> **Consegna 1**
Riporta come tabella Markdown le righe dei record a partire da quella che contiene "Target: tripod leg" e fino a quella che contiene "Target: side window", entrambe incluse, tralasciando le righe vuote e le immagini. Usa la colonna "N." per il numero progressivo e la colonna "Riga" per il testo di ciascuna riga.

> **Brano scelto**
----

Le cose per la Juve andavano di male in peggio, ma Gigi prendeva tutto con filosofia. La Serie B è bellissima, spiegò in principio, e sono contento di provare questo campionato. Polemiche zero, radianti sorrisi e sinceri abbracci con gli avversari, sportività assortite. Gigi appariva contento di essere diventato un personaggio trasversale, che piace a tutti. Campione del Mondo, sportivo leale, uomo felice. Non si arrabbiava più dopo una sconfitta, prendeva tutto con serenità. Buffon era evidentemente stanco del professionismo feroce, di una dimensione pubblica che invadeva il suo privato, del clima di guerra civile tipico del calcio italiano, culminato nel putsch di Calciopoli, con i suoi vincitori e i suoi vinti. Voleva starsene un po' tranquillo, finalmente, in una dimensione normalizzata. Non voleva più andare à la guerre comme à la guerre, in nome dell'appartenenza alla propria squadra, ma cercava invece di coltivare valori sportivi olimpici, lontani da quel machiavellismo che il sistema calcio impone. Lo faceva con una nuova ingenuità, quella di chi sa come vanno le cose in realtà, ma si è stancato della disillusione.
Va da sé però che ogni ingenuità, anche quella (ossimoro) più consapevole, si presta ad essere manipolata. E infatti, a non saper né leggere né scrivere, la simpatia di Buffon è stata per molti versi simbolica dell'interregno ridanciano di Cobolli Gigli e perciò indigesta a molti tifosi hardcore, come peraltro il sottoscritto. Il sabaudismo non ammette eccezioni per gli eroi: lavorare tanto, parlare poco, ridere meno. Quando si perde, poi.

Le intenzioni di Gigi erano sicuramente nobili. Sdrammatizzare il calcio, ad esempio. Bellissimo. E' possibile? Forse sì, per carità, pensando con una nuova ingenuità. Era però, con tutta evidenza, il momento sbagliato per fondare un nuovo umanesimo. Le divisioni che caratterizzavano il calcio italiano non si traducevano più in equilibrio di potenza. I tribunali avevano decretato vincitori e vinti e la Juventus stava stabilmente nella seconda categoria, ora anche in campo. Un' evidente ingiustizia aveva determinato questo stato di cose ed era impossibile accettarlo. La simpatia di Buffon ci sembrava quindi una pavida accettazione della sconfitta, in campo e fuori, e non la coraggiosa rifondazione di un'etica olimpica. Capitano, quei momenti in cui non ci si capisce.

La storia buffa di Gigi si conclude comunque nel 2011. Un errore marchiano su un tiraccio di Gattuso consegna partita e scudetto al Milan. Nondimeno, al termine dell'incontro, Gigi ride e scherza col compagno di Nazionale. Questa volta si aggrottano parecchie sopracciglia, anche perché in quella stagione il calo del rendimento è evidente. Buffon intanto ha scoperto che essere un personaggio trasversale non lo ha protetto da squallide malignità sulla sua famiglia.
Arriva Conte e lo convince a fare di nuovo il personaggio "di parte". Incazzato, incontentabile, à la guerre comme à la guerre. Butta fuori dalla porta il goal di Muntari e ammette che, se avesse visto che la palla era dentro, lo avrebbe poi negato davanti all'arbitro. La politica del sorriso è dismessa. Lo attaccano da tutti i fronti, è il cattivo esempio per antonomasia. Proprio lui, uno di quei pochi che aveva provato davvero a essere di buon esempio.

----

(Record di posizionamento dei punti)
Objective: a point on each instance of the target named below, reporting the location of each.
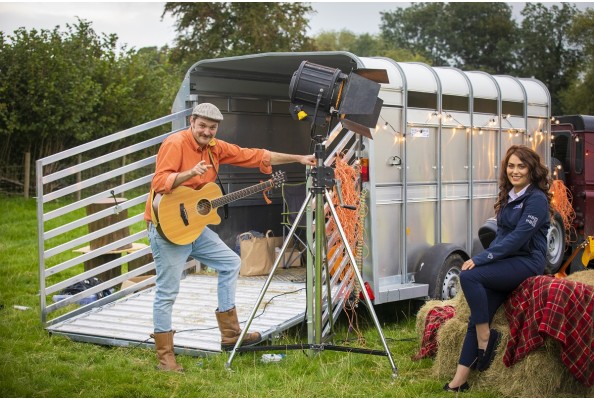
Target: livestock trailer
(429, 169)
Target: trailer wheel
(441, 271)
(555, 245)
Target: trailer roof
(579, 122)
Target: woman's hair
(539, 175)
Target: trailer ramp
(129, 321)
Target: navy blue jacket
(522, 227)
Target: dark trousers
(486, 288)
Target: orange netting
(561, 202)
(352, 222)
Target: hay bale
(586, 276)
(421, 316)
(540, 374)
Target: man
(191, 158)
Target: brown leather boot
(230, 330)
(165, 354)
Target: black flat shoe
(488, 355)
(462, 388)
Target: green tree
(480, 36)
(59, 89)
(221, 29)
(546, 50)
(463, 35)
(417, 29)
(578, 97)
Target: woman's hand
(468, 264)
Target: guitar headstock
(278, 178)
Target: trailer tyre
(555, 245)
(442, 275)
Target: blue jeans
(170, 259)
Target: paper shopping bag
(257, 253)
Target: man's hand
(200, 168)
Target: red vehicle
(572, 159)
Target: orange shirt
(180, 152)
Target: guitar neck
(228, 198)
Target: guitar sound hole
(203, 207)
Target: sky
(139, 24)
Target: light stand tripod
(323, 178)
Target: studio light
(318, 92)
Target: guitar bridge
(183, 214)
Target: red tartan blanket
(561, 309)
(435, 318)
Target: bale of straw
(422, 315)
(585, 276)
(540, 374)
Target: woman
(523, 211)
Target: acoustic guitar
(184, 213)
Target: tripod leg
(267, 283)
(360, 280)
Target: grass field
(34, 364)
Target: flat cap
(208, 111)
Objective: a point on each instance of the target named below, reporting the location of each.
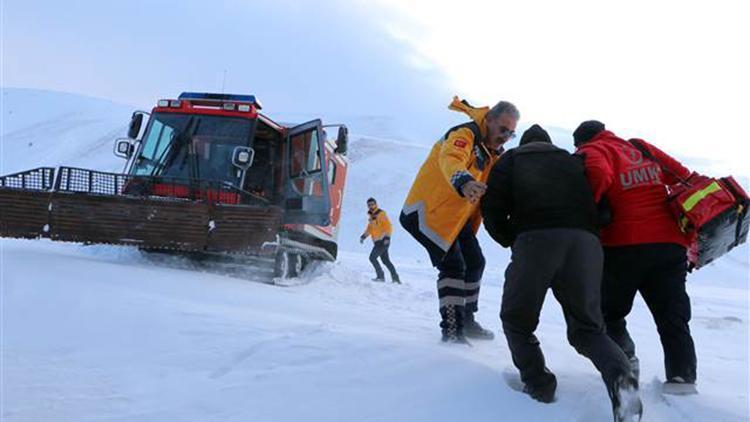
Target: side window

----

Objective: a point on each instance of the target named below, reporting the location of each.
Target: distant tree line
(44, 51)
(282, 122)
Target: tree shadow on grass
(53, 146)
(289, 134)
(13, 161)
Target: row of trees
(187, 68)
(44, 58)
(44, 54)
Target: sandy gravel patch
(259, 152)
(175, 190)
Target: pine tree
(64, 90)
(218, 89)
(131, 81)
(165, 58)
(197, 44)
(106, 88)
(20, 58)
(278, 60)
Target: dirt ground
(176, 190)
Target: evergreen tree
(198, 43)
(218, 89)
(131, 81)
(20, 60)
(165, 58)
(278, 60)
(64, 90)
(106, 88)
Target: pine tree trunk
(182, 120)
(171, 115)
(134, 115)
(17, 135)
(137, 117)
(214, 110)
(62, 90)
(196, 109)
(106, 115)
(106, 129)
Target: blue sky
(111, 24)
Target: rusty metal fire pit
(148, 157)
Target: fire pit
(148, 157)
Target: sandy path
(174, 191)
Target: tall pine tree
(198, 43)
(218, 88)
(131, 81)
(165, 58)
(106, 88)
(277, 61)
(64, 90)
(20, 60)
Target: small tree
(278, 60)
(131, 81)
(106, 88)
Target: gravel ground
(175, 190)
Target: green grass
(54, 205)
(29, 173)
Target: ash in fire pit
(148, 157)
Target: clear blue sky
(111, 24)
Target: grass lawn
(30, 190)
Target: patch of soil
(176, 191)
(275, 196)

----

> **Consegna 2**
Prosegui il brano su Buffon e la Juventus dal punto in cui si interrompe.

> **Svolgimento 1**
| N. | Riga |
|---|---|
| 1 | Target: tripod leg |
| 2 | (267, 283) |
| 3 | (360, 280) |
| 4 | Target: grass field |
| 5 | (34, 364) |
| 6 | Target: flat cap |
| 7 | (208, 111) |
| 8 | Objective: a point on each instance of the target named below, reporting the location of each. |
| 9 | Target: side window |

> **Svolgimento 2**
In estate, decide di mettere la lealtà al servizio della solidarietà all'allenatore Antonio Conte e ai compagni Criscito, Bonucci e Pepe, sotto accusa per una storia di calcioscommesse. Attacca magistrati e giornalisti. I suoi argomenti si riveleranno lungimiranti, oltre che giusti. La vendetta non si fa attendere: in un attimo salta fuori un dossier su di lui. Procura-giornali è un tragitto brevissimo, percorso alla massima velocità. Accuse risibili, ma intanto lo sputtanamento c'è.
Buffon adesso è incazzatissimo. E gioca sempre meglio. L'ultima stagione è di nuovo superlativa, viene premiato come miglior portiere della Champions League. E' sempre più juventino, vuole educare solo i suoi figli, amare solo la sua famiglia. E' pieno di motivazioni.
La rinnovata ingenuità è stata scalzata a forza da un nuovo disincanto. Non puoi cambiare il calcio, non puoi essere amato da tutti.
E non importa se per un periodo non ci siamo capiti, perché se devo pensare a qualcuno che si è portato sulle spalle il peso di essere juventino, oltre a quello insopportabile che tocca a un portiere, penso sempre a lui. Non Superman, ma un uomo vero, di quelli per cui l'esercizio di trovarsi a immaginare cosa avresti fatto tu al suo posto merita una riflessione un po' più lunga di quella che siamo soliti abbozzare in questi casi.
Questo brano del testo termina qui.